> **やること**:
a: 時間の不思議な性質についての文章では、1日は何秒だと書かれていますか。
b: 時間の不思議な性質についての文章のうち、「記事一覧(バックナンバー)」から「っていかなければなりません。」まで(どちらも含む)を、「物語」を「小説」に置き換えて書き直してください。

> **文章の一部**:
%%
記事一覧(バックナンバー)

時間の不思議な性質

3.時間の不思議な性質

具体的な時間の使い方の話に入る前に、まず時間の不思議な性質について考えてみましょう。

誰もが「あたりまえ」と思っていることですが、時間のことをよくよく考えてみるととても不思議でミステリアスなのです。

時間というものについては、これまで人類があれこれ考え、悩んだり、苦しんだりしてきました。そして、「喜び」や「悲しみ」を生み出し、多くの物語や劇、映画、歌、詩などの芸術にもなっているくらい身近なものなのです。

とても身近なものなのに、なかなか自由にならないのが「時間」です。これからあなたは自分や家族の幸せのためにこの不思議な時間と向き合っていかなければなりません。

では何が不思議なのか、一つ一つその性質について考えていきましょう。

(1)時間は誰にでも平等…「いつでも」「どこでも」「誰にでも」物理的な時間は一緒

忙しい人がいたり、暇な人がいたり、「時間はみんなに平等じゃない」と思うかも知れませんが、単純に物理的な時間ととらえると、1日、24時間、1440分、86400秒は誰にでも平等に与えられているものであり、どこにいても、どんな状況でも平等に与えられています。
%%
> **記録データ**:
%%
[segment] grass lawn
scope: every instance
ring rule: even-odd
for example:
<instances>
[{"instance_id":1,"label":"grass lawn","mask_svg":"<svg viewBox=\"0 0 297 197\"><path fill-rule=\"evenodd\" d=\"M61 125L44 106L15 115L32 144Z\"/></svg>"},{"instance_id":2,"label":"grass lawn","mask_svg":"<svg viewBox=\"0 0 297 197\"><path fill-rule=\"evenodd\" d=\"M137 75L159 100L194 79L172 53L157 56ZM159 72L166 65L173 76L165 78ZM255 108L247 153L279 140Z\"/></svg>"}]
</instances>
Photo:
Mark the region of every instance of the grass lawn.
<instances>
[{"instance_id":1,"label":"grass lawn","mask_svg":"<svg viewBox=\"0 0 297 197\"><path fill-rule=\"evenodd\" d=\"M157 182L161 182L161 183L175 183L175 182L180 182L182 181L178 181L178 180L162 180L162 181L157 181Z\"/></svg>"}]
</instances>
%%
> **できあがり**:
a: 86400秒です。

b:
記事一覧(バックナンバー)

時間の不思議な性質

3.時間の不思議な性質

具体的な時間の使い方の話に入る前に、まず時間の不思議な性質について考えてみましょう。

誰もが「あたりまえ」と思っていることですが、時間のことをよくよく考えてみるととても不思議でミステリアスなのです。

時間というものについては、これまで人類があれこれ考え、悩んだり、苦しんだりしてきました。そして、「喜び」や「悲しみ」を生み出し、多くの小説や劇、映画、歌、詩などの芸術にもなっているくらい身近なものなのです。

とても身近なものなのに、なかなか自由にならないのが「時間」です。これからあなたは自分や家族の幸せのためにこの不思議な時間と向き合っていかなければなりません。